■ **WHAT THE TASK REQUIRES**:
Only the lines below, from the one with "# each instance of the overcast" through the one with "# each instance of the player's", are to be written out, exactly.

■ **SUPPLIED DATA**:
###
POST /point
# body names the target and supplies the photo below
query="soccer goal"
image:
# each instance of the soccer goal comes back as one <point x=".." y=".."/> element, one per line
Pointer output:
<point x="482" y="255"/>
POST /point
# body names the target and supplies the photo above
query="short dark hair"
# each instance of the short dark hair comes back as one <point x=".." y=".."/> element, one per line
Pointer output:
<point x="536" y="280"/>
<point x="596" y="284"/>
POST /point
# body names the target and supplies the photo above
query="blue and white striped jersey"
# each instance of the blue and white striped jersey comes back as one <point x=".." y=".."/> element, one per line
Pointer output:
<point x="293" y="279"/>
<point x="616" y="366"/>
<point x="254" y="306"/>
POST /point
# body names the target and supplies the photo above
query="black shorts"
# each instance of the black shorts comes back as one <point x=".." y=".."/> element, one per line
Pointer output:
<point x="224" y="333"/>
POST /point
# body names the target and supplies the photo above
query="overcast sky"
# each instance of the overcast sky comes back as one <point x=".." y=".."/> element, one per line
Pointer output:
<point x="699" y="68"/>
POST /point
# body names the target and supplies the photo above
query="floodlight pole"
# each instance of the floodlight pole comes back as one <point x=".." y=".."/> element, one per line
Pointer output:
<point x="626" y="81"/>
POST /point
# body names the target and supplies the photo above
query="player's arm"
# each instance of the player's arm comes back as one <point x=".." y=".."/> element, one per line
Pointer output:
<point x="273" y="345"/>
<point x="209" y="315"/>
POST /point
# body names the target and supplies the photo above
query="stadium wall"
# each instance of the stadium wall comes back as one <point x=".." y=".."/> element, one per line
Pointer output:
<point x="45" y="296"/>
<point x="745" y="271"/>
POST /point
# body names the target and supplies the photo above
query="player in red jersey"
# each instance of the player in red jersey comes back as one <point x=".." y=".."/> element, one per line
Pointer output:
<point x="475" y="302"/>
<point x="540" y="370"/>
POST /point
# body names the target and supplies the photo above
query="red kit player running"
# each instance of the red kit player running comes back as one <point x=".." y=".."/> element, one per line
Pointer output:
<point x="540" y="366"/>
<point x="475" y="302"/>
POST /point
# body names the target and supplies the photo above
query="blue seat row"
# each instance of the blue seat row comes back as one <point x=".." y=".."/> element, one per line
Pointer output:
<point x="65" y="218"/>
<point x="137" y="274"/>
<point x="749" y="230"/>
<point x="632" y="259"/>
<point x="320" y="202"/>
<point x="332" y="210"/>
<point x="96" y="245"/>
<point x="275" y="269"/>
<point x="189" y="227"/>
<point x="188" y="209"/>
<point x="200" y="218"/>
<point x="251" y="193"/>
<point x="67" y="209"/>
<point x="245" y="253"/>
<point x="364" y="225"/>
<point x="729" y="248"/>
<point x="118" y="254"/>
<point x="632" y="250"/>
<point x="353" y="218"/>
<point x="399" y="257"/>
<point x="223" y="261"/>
###
■ **SOLUTION**:
# each instance of the overcast sky comes back as one <point x=".." y=".."/> element, one per line
Pointer output:
<point x="699" y="68"/>
POST /point
# body names the target and supplies the photo above
query="floodlight pole"
# each instance of the floodlight pole comes back as one <point x=".." y=".."/> element, one per line
Pointer output:
<point x="626" y="81"/>
POST /point
# body names the target and supplies the photo above
query="player's arm"
# each instance of the player's arm comes back as one <point x=".." y=".."/> element, one per line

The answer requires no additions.